►

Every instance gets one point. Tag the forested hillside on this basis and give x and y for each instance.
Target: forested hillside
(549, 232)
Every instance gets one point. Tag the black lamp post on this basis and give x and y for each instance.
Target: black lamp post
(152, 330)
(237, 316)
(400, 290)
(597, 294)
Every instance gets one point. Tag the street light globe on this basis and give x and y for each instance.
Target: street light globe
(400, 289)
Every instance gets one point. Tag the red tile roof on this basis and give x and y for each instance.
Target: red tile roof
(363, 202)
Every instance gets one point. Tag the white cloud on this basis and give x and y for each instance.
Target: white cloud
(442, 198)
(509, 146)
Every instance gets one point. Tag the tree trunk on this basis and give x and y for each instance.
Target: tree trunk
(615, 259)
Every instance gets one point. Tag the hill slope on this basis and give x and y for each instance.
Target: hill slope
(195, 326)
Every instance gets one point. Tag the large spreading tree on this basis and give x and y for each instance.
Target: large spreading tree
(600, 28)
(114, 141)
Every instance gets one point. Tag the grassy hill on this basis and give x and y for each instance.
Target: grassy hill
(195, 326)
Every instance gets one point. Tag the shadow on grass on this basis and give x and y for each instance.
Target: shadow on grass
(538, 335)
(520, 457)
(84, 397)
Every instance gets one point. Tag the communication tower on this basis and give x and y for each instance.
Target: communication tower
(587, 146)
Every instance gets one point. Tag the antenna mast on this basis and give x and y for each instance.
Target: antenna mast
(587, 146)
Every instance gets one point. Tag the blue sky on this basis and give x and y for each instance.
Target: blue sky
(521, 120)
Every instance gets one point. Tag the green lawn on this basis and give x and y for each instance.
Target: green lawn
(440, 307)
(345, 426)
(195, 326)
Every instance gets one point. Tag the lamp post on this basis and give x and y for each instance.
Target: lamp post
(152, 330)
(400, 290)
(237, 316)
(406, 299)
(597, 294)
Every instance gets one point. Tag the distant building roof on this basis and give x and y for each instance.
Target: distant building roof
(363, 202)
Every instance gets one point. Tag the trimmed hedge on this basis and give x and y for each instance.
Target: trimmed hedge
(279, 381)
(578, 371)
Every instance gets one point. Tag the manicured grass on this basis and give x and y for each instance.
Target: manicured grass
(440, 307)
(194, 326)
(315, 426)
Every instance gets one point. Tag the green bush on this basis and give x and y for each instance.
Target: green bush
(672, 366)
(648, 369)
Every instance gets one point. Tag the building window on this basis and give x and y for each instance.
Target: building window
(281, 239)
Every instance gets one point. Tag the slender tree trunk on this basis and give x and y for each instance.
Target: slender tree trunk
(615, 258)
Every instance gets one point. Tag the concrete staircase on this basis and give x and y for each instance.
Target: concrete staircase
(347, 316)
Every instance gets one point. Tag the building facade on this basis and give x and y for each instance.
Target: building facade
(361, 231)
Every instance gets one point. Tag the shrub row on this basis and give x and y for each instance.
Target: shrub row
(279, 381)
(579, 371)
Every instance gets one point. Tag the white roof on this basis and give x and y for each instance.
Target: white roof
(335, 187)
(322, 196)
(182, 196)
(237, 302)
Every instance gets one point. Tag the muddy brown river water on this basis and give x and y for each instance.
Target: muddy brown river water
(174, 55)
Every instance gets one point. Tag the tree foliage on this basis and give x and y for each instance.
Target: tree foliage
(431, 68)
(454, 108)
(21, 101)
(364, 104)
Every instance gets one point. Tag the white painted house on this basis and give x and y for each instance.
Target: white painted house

◄

**WORK TO DO:** Here, the records must be output exactly and in full.

**EXERCISE OUTPUT:**
Every instance gets one point. Tag the forested hillside on this basis and give x and y for each instance.
Target: forested hillside
(549, 232)
Every instance gets one point. Tag the black lamp post on this basis and give x and y for each instance.
Target: black lamp post
(152, 330)
(237, 316)
(400, 290)
(597, 294)
Every instance gets one point. Tag the street light globe on this basis and give x and y for each instance.
Target: street light globe
(400, 289)
Every instance gets one point. Tag the red tile roof on this basis and give x and y for each instance.
Target: red tile roof
(363, 202)
Every instance gets one point. Tag the white cloud on this basis and give x and y for each instance.
Target: white cloud
(442, 198)
(509, 146)
Every instance gets one point. Tag the tree trunk on this basis and give x and y for each instance.
Target: tree trunk
(615, 259)
Every instance gets one point. Tag the hill slope on this basis and give x and y for each instance.
Target: hill slope
(195, 326)
Every instance gets one point. Tag the large spreading tree on this basis and give x and y for each instance.
Target: large spreading tree
(600, 28)
(114, 141)
Every instance gets one point. Tag the grassy hill on this basis and give x and y for each instance.
Target: grassy hill
(195, 326)
Every instance gets one point. Tag the shadow on grass on this basis and give x and y for each instance.
Target: shadow on grass
(538, 335)
(520, 457)
(84, 397)
Every instance gets one point. Tag the communication tower on this basis and give x and y for each instance.
Target: communication tower
(587, 146)
Every instance gets one point. Tag the antenna mast on this basis and give x and y for each instance.
Target: antenna mast
(587, 146)
Every instance gets one point. Tag the blue sky on this basis and give x and y for each instance.
Target: blue sky
(521, 120)
Every instance gets one point. Tag the green lawn on this basis and give x and y for each instance.
Target: green lawn
(440, 307)
(345, 426)
(195, 326)
Every instance gets one point. Tag the lamp post on this basis and give x and y for each instance.
Target: lamp post
(152, 330)
(400, 290)
(237, 316)
(406, 299)
(597, 294)
Every instance gets one point. Tag the distant building roof on this basis and give x and y for each instance.
Target: distant building roof
(363, 202)
Every instance gets one point. Tag the trimmed hedge on this basis and give x and y for each instance.
Target: trimmed hedge
(279, 381)
(578, 371)
Every instance gets one point. Tag the manicured grass on this basis and give x and y for each instance.
Target: manicured grass
(440, 307)
(194, 326)
(315, 426)
Every instance gets one point. Tag the green bush on this basis and give x and y for each instance.
Target: green bush
(672, 366)
(648, 369)
Every instance gets one point. Tag the building window on this basis and give x and y for each instance.
Target: building window
(281, 239)
Every instance gets one point. Tag the slender tree trunk on this basis and give x and y for each instance.
Target: slender tree trunk
(615, 258)
Every instance gets one point. Tag the concrete staircase on this basis and give x and y for each instance.
Target: concrete staircase
(347, 316)
Every instance gets one point. Tag the building facade on this basis and give x and y for each instance.
Target: building facade
(361, 231)
Every instance gets one point. Tag the shrub row on this basis and give x and y for each instance.
Target: shrub row
(279, 381)
(579, 371)
Every instance gets one point. Tag the white roof on this basis and give x and y for each instance.
Target: white roof
(335, 187)
(322, 196)
(182, 196)
(237, 302)
Every instance gets one point. Tag the muddy brown river water on this basis and give x and y for each instance.
Target: muddy brown river water
(174, 55)
Every instance gets one point. Tag the tree foliage on this basis and give x and y for each instance.
Target: tree foliage
(431, 68)
(454, 108)
(21, 101)
(364, 104)
Every instance gets one point. Tag the white painted house on this basis and give x and y for each instance.
Target: white painted house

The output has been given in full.